The exercise: Render the data below as a numbered list, dropping any blank lines.
::::::::::
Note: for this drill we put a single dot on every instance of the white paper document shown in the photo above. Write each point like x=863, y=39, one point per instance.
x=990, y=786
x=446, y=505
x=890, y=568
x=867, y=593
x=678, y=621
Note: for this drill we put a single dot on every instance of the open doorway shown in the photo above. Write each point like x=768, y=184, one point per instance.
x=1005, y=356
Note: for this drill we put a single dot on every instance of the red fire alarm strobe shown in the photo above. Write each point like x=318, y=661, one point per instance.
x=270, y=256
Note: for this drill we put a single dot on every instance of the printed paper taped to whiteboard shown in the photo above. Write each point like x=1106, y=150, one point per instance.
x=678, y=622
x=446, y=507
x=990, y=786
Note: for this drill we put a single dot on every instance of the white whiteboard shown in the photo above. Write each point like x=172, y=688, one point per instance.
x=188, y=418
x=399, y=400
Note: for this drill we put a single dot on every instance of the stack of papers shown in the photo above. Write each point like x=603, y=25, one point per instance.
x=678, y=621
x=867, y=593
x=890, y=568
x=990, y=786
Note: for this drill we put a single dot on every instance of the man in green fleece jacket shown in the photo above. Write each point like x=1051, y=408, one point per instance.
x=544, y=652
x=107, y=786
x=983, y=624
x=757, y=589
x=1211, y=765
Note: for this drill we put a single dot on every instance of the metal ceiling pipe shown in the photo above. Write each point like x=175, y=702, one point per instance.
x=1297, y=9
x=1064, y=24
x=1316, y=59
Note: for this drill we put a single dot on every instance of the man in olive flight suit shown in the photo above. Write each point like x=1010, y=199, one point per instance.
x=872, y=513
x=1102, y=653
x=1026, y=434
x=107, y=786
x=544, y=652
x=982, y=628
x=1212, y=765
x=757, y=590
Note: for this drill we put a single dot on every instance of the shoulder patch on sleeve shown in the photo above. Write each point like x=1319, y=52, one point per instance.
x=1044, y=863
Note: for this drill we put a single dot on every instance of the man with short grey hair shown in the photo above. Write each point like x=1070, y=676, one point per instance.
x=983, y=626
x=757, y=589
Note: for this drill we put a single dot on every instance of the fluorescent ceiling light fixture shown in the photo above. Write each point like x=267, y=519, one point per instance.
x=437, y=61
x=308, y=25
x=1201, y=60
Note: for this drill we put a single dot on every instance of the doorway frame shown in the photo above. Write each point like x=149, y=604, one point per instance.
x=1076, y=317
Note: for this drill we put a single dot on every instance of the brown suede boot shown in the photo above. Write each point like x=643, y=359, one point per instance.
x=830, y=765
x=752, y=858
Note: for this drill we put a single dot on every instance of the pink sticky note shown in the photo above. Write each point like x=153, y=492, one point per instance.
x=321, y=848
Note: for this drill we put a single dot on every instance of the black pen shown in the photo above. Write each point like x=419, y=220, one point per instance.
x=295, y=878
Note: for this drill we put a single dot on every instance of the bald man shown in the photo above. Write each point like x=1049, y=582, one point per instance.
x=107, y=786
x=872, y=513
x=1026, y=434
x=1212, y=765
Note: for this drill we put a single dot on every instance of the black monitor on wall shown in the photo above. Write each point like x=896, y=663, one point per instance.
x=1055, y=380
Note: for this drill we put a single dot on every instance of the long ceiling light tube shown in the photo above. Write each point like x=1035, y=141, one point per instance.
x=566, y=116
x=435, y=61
::::::::::
The reply:
1. Note: for this drill we put a single dot on every instance of the white paper document shown in the photo above. Write each point like x=863, y=39, one point per instance.
2. x=990, y=786
3. x=446, y=505
4. x=890, y=568
5. x=867, y=593
6. x=678, y=621
7. Note: for this drill we put a single dot on every instance of the open doorway shown in the photo above. Write each point like x=768, y=184, one point per instance.
8. x=1005, y=356
9. Note: for this drill we put a single dot on every instance of the red fire alarm strobe shown in the photo above. Write each point like x=318, y=661, one point per instance.
10. x=270, y=256
11. Note: for this drill we put a single dot on every instance of the printed paper taped to whiteboard shown in the photo above. Write each point like x=1106, y=150, one point per instance.
12. x=678, y=622
13. x=446, y=507
14. x=990, y=786
15. Note: for this drill we put a single dot on every instance of the white whiteboard shown in the photo above. Write each point like x=172, y=688, one point per instance.
16. x=188, y=418
17. x=399, y=400
18. Note: for this drill we put a single dot on every instance of the stack of papers shown in the photo above. Write each point like x=603, y=25, one point per instance.
19. x=678, y=621
20. x=867, y=593
21. x=890, y=568
22. x=990, y=786
23. Note: for this drill we put a single dot on every instance of the man in green fleece jacket shown in the photo above. Write each point like x=1051, y=408, one point per instance.
24. x=544, y=652
25. x=107, y=786
26. x=983, y=624
27. x=757, y=589
28. x=1211, y=765
29. Note: for this drill we put a single dot on every instance of the metal ceiling pipe shown in the photo above. Write each point like x=175, y=702, one point per instance.
30. x=1297, y=9
31. x=1064, y=24
32. x=1316, y=59
33. Note: for this drill we put a single dot on every instance of the man in olive flight suit shown in the photo above. Write each point like x=1010, y=199, one point per instance.
34. x=872, y=513
35. x=1102, y=653
36. x=1026, y=434
37. x=107, y=786
38. x=544, y=652
39. x=982, y=628
40. x=1212, y=765
41. x=757, y=590
42. Note: for this drill we put a single dot on every instance of the shoulder patch on sleeve shown in the photo above. Write each point like x=1319, y=52, one point per instance.
43. x=1044, y=863
44. Note: for this drill we put a single dot on every instance of the man with short grey hair shown in the photo above. Write each point like x=1070, y=676, one point per instance.
45. x=983, y=626
46. x=757, y=589
47. Note: for this drill we put a single dot on every instance of the fluorescent ceiling light fixture shown in the photo above. Write each point like x=267, y=519, one point per instance.
48. x=437, y=61
49. x=308, y=25
50. x=1201, y=60
51. Note: for this drill we put a single dot on every instance of the doorway frame shown in the photo above. Write each point like x=149, y=604, one point per instance.
52. x=1076, y=317
53. Note: for this drill we put a single dot on every instance of the brown suede boot shown in the photo above. Write each point like x=643, y=359, one point per instance.
54. x=830, y=765
55. x=752, y=858
56. Note: for this drill we put a single dot on every instance of the pink sticky note shown in the photo above. Write each point like x=153, y=492, one point per instance.
57. x=321, y=848
58. Note: for this drill we put a single dot on every instance of the black pen shown in the photo above. Write each point like x=419, y=220, one point per instance.
59. x=295, y=878
60. Note: for this drill we put a single dot on every instance of the bald man shown in the photo above. Write each point like x=1049, y=582, one point per instance.
61. x=107, y=786
62. x=872, y=513
63. x=1026, y=434
64. x=1212, y=765
65. Note: for this drill we put a single dot on every instance of the black monitor on wall shown in the photo above. Write each point like x=896, y=663, one point per instance.
66. x=1055, y=380
67. Note: for this drill we put a single dot on every instance of the long ceiling light tube shown in the photo above. Write each point like x=1035, y=141, one point per instance.
68. x=566, y=116
69. x=435, y=61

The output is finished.